WORK REQUEST
Transcribe the listing below exactly, from its first line through the line with "Task: annotate every instance of the vertical". Omit the pictures.

GIVEN DATA START

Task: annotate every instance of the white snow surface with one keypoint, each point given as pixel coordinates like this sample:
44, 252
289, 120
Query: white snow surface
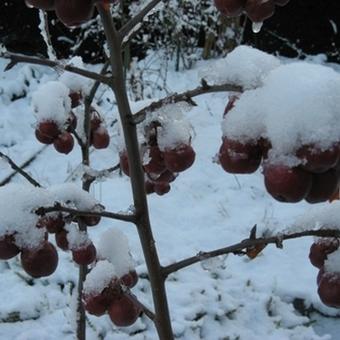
99, 277
51, 101
113, 246
205, 209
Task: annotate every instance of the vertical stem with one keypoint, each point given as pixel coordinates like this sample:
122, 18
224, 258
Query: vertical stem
157, 281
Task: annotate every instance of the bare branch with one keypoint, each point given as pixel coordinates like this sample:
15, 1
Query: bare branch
20, 58
74, 212
246, 244
133, 22
19, 170
185, 97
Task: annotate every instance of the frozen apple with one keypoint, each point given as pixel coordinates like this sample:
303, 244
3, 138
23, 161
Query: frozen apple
8, 248
318, 160
320, 249
40, 261
324, 186
124, 311
64, 143
287, 184
329, 289
100, 138
84, 255
239, 158
155, 163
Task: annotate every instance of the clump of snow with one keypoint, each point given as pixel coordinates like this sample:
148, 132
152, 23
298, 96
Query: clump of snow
244, 66
289, 116
332, 264
99, 277
73, 195
114, 247
51, 101
76, 238
175, 129
17, 204
319, 217
75, 82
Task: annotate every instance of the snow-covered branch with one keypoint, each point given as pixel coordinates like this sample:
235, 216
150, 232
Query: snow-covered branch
75, 213
185, 97
248, 244
19, 58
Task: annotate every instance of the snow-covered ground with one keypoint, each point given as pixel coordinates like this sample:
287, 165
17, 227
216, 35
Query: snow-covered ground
228, 298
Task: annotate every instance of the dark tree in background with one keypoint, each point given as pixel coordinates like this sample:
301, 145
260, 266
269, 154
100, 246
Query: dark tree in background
302, 27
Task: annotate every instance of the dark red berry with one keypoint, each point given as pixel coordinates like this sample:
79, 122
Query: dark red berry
239, 158
180, 158
8, 248
287, 184
64, 143
124, 311
41, 261
84, 255
320, 249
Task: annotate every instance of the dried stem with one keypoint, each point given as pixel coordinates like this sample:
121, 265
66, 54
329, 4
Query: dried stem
162, 317
247, 244
75, 213
19, 170
20, 58
185, 97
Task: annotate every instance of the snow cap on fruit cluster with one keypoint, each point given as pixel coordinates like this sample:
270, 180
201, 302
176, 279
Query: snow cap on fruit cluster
18, 203
99, 277
324, 216
75, 82
175, 129
51, 101
245, 66
113, 246
297, 104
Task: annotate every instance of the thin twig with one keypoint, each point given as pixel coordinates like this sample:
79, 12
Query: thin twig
74, 212
246, 244
138, 18
19, 170
184, 97
20, 58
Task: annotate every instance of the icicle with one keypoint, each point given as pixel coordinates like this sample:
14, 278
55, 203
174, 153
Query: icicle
256, 27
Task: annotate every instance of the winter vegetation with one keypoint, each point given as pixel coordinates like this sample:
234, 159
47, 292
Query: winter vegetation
198, 203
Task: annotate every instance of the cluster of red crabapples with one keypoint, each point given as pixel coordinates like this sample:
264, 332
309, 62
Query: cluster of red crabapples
316, 179
115, 300
256, 10
70, 12
42, 260
328, 282
161, 167
50, 132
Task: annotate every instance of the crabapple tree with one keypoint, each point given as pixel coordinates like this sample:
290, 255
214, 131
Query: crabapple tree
297, 147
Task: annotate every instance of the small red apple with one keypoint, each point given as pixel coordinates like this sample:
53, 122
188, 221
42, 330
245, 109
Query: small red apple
84, 255
8, 248
329, 289
320, 249
180, 158
287, 184
40, 261
124, 312
64, 143
239, 158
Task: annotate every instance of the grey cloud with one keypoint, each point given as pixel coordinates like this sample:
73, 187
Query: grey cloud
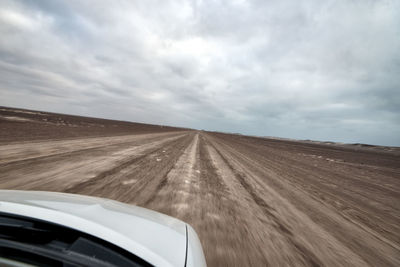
323, 70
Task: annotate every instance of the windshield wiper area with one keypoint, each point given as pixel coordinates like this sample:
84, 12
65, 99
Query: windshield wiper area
42, 243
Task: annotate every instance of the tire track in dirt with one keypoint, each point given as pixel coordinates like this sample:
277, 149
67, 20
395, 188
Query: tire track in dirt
135, 179
66, 171
354, 207
24, 153
343, 233
280, 238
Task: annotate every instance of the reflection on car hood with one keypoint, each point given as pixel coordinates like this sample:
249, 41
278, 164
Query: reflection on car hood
157, 238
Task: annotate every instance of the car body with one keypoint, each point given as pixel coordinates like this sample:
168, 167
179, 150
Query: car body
155, 238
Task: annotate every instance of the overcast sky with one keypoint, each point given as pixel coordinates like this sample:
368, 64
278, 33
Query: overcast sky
322, 70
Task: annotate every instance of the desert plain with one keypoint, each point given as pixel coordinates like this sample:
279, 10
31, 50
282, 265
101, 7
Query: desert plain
254, 201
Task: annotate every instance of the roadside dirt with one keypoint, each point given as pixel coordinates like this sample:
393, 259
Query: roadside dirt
252, 201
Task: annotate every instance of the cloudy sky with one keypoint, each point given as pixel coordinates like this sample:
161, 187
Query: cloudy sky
322, 70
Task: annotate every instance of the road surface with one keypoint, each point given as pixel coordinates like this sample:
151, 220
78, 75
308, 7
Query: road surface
252, 201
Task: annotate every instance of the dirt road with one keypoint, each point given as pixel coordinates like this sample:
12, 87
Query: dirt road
253, 202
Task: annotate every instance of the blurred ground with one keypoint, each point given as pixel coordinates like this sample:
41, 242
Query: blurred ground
253, 201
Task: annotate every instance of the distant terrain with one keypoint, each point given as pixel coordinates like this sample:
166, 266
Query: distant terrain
253, 201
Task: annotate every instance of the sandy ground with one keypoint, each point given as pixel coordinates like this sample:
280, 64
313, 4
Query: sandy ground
252, 201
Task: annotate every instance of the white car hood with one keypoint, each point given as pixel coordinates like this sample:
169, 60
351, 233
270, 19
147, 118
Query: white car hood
157, 238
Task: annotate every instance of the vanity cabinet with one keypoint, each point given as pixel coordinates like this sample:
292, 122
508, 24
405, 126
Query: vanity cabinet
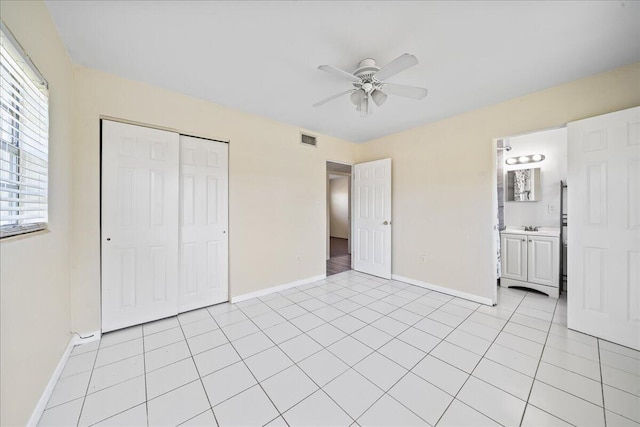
530, 260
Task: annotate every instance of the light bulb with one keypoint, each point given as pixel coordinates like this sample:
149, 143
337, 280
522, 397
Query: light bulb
357, 97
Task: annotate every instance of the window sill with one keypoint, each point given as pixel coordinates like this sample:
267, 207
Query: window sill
25, 235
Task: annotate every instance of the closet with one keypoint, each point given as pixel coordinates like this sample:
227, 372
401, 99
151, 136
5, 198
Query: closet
164, 224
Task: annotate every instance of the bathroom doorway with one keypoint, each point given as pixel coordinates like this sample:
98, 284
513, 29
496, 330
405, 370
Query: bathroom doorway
530, 207
338, 217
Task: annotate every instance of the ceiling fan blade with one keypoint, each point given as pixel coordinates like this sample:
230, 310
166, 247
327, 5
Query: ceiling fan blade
401, 63
406, 91
333, 70
331, 98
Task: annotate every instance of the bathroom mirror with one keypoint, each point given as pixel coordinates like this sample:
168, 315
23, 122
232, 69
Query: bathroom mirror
523, 185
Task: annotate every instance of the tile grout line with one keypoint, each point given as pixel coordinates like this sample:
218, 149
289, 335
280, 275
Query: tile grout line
84, 399
333, 291
199, 376
246, 366
322, 348
144, 372
325, 348
455, 397
604, 410
535, 374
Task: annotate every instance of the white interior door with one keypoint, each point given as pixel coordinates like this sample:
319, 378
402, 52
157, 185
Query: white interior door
604, 227
139, 229
203, 223
372, 218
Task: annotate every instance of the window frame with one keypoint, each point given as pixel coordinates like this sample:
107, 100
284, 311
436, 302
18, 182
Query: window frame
24, 154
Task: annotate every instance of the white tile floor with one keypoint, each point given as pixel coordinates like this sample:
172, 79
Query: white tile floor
353, 350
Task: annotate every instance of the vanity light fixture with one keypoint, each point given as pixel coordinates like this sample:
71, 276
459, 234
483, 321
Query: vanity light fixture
531, 158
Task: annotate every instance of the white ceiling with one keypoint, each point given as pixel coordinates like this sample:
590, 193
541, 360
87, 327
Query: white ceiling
262, 57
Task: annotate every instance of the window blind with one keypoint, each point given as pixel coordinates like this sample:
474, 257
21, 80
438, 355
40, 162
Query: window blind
24, 141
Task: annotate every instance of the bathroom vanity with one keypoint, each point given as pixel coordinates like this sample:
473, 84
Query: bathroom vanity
531, 259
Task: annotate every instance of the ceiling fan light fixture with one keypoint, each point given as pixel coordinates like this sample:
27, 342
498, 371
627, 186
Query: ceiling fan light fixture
364, 107
368, 81
379, 97
357, 97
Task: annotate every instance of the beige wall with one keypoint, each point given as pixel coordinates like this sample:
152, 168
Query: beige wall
339, 209
276, 185
35, 269
443, 176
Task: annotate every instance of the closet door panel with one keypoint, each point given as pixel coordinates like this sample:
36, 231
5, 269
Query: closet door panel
139, 224
203, 223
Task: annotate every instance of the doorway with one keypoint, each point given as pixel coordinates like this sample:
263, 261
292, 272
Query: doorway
338, 217
530, 185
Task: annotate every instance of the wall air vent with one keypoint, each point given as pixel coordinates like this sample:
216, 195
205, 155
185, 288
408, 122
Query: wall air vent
309, 140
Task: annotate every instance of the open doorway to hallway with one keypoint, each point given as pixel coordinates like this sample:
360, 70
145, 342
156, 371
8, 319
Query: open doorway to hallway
338, 217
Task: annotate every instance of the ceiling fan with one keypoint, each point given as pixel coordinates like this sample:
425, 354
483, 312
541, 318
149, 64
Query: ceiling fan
368, 82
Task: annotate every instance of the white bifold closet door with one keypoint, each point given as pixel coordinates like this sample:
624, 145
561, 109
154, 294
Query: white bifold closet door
139, 224
164, 224
203, 223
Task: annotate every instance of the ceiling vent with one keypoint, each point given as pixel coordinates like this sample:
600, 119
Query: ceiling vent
309, 140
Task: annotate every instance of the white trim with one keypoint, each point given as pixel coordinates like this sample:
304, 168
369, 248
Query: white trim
48, 390
278, 288
442, 289
550, 291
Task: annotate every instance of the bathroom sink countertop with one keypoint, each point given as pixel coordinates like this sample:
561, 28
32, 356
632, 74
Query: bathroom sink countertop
542, 231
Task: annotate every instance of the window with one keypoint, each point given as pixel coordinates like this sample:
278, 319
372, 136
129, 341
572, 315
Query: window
24, 141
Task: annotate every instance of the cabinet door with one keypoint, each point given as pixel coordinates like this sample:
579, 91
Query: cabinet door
514, 256
543, 260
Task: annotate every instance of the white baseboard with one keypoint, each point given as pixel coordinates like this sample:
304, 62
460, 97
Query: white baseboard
278, 288
444, 290
48, 390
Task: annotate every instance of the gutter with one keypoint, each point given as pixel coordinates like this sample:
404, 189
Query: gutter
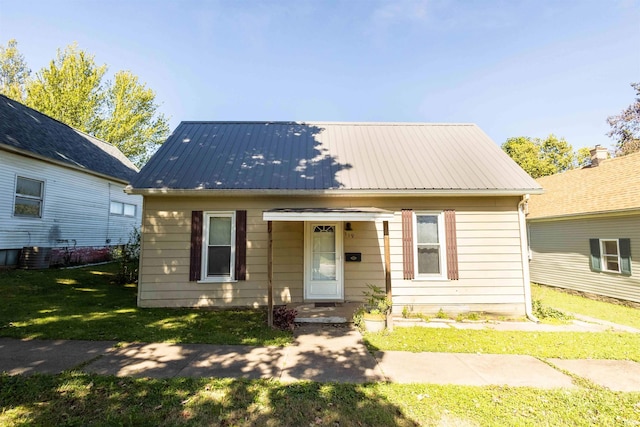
524, 250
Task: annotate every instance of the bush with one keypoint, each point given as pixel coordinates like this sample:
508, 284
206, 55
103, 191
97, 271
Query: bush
128, 257
284, 318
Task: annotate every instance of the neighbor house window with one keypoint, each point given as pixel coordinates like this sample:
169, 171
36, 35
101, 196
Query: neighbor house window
29, 197
429, 245
611, 255
120, 208
219, 246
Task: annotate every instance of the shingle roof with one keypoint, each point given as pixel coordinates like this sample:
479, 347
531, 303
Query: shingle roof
331, 156
612, 186
29, 131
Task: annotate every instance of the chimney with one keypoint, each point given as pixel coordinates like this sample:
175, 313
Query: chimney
598, 154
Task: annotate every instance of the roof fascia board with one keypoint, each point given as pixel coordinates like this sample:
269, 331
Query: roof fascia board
45, 159
328, 193
589, 215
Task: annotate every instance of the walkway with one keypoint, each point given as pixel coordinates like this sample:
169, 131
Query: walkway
323, 353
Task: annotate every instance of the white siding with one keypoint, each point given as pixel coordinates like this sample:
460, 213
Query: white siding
75, 207
490, 263
560, 255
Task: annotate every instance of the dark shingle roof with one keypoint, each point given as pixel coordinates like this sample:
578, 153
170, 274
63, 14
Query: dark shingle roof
331, 156
30, 131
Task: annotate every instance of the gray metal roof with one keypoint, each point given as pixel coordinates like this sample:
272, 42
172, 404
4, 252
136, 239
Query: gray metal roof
331, 156
27, 131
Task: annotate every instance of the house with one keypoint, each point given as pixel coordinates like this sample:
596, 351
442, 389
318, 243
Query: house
61, 192
262, 213
585, 228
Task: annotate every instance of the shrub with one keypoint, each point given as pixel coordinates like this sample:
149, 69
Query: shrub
284, 318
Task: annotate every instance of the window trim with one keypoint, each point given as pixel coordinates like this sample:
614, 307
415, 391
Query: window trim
122, 210
442, 243
40, 199
603, 256
206, 216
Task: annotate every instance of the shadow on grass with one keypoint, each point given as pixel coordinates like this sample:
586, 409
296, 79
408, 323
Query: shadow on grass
73, 398
86, 304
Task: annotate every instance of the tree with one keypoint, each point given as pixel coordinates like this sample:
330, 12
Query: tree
540, 157
123, 112
14, 72
70, 89
129, 120
625, 127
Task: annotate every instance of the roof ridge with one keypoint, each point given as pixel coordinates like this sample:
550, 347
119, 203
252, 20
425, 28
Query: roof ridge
293, 122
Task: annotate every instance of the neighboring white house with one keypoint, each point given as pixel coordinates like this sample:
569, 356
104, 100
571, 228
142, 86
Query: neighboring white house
584, 231
61, 192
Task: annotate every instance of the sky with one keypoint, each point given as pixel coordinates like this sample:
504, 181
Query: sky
515, 68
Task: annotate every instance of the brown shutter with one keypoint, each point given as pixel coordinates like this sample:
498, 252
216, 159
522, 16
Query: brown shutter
241, 245
407, 244
195, 262
452, 247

GIVEN DATA END

ANSWER
Task: annotate every instance of the white snow surface with one keypoint, each point given as pixel coordinates like this sample:
44, 252
289, 120
Query: white snow surface
99, 277
51, 101
113, 246
205, 209
Task: annotate every instance of the vertical stem with one keypoint, each point given as pixel coordinates like this sample:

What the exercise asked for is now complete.